### EXERCISE AIM
Your answer should consist of the lines below that hold the word "black".

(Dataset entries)
*** Begin section ***

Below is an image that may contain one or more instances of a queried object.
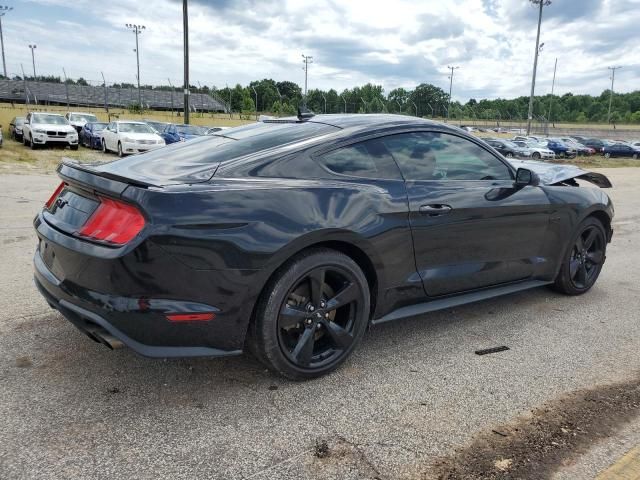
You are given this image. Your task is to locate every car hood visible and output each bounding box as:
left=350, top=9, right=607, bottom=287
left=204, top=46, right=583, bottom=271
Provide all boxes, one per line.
left=33, top=123, right=75, bottom=132
left=507, top=159, right=612, bottom=188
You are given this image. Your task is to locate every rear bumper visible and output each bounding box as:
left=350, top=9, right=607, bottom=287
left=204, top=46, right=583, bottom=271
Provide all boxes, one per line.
left=33, top=242, right=245, bottom=359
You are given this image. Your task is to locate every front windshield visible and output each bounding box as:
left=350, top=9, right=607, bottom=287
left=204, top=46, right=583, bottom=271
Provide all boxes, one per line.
left=119, top=123, right=155, bottom=134
left=146, top=122, right=167, bottom=132
left=15, top=117, right=25, bottom=125
left=32, top=114, right=68, bottom=125
left=70, top=114, right=98, bottom=122
left=503, top=141, right=519, bottom=148
left=91, top=123, right=108, bottom=131
left=175, top=125, right=207, bottom=136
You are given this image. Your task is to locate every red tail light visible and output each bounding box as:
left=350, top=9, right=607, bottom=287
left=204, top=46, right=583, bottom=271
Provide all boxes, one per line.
left=45, top=182, right=66, bottom=209
left=166, top=313, right=216, bottom=322
left=79, top=197, right=145, bottom=245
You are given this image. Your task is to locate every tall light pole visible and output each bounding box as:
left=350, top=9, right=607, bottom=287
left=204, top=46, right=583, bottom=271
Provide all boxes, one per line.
left=607, top=66, right=622, bottom=124
left=447, top=65, right=459, bottom=121
left=251, top=85, right=258, bottom=120
left=0, top=6, right=12, bottom=78
left=125, top=23, right=145, bottom=109
left=321, top=94, right=327, bottom=113
left=182, top=0, right=189, bottom=123
left=28, top=44, right=36, bottom=78
left=526, top=0, right=550, bottom=135
left=547, top=57, right=557, bottom=127
left=301, top=54, right=313, bottom=105
left=340, top=94, right=347, bottom=113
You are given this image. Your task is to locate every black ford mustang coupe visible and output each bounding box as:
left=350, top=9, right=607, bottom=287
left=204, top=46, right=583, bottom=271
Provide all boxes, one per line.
left=34, top=114, right=614, bottom=379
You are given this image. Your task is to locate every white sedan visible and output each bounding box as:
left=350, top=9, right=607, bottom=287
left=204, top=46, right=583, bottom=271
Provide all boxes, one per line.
left=101, top=121, right=166, bottom=157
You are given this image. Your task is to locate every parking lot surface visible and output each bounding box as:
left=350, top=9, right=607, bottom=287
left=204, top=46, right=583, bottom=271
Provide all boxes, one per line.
left=1, top=169, right=639, bottom=479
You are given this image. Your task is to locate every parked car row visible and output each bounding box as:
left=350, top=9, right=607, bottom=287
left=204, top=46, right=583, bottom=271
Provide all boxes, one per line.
left=7, top=111, right=229, bottom=157
left=508, top=134, right=640, bottom=159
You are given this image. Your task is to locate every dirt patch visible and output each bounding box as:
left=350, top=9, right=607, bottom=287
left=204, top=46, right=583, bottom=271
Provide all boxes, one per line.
left=426, top=376, right=640, bottom=479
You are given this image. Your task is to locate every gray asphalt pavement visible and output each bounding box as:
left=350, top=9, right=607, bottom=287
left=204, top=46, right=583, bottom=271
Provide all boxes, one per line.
left=1, top=168, right=639, bottom=479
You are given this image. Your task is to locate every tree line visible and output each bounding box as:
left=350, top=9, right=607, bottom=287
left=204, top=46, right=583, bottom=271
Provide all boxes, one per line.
left=3, top=73, right=639, bottom=123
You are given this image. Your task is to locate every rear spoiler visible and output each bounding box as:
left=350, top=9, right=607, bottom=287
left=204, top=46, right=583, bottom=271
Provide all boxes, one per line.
left=59, top=159, right=157, bottom=196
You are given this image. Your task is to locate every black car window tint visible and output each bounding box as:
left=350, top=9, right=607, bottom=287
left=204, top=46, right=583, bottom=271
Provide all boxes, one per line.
left=383, top=132, right=512, bottom=181
left=318, top=139, right=402, bottom=179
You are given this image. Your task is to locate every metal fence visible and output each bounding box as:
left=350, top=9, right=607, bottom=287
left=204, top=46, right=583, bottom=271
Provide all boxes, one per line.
left=0, top=79, right=228, bottom=113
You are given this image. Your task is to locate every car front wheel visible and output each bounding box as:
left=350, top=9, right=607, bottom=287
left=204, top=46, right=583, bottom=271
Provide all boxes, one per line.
left=551, top=217, right=607, bottom=295
left=249, top=248, right=370, bottom=380
left=117, top=142, right=124, bottom=157
left=102, top=140, right=108, bottom=153
left=532, top=152, right=541, bottom=159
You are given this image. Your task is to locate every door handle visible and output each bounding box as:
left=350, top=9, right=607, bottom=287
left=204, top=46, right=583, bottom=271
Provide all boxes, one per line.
left=419, top=204, right=452, bottom=216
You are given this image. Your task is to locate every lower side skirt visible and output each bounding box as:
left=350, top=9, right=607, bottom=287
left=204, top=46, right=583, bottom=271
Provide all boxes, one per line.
left=372, top=280, right=552, bottom=325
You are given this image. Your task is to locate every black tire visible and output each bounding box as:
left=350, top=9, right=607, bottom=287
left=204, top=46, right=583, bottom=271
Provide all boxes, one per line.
left=505, top=152, right=514, bottom=158
left=102, top=139, right=108, bottom=153
left=117, top=142, right=124, bottom=157
left=551, top=217, right=607, bottom=295
left=30, top=135, right=37, bottom=150
left=23, top=134, right=29, bottom=147
left=248, top=248, right=370, bottom=380
left=70, top=144, right=78, bottom=151
left=532, top=152, right=541, bottom=159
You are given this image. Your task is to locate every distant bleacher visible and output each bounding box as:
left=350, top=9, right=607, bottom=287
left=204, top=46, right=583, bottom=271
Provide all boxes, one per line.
left=0, top=79, right=228, bottom=112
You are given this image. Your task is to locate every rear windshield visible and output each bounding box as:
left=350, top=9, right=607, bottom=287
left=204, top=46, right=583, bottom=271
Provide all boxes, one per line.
left=96, top=121, right=340, bottom=183
left=175, top=125, right=207, bottom=135
left=70, top=114, right=98, bottom=122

*** End section ***

### OUTPUT OF THE TASK
You are given this image. Your task is to locate every black ford mustang coupe visible and output each bounding box as:
You are given this image. Your task is to locate every black car window tint visible and output each bounding box as:
You are given this image. Your task is to locate every black tire visible and output each bounding box as:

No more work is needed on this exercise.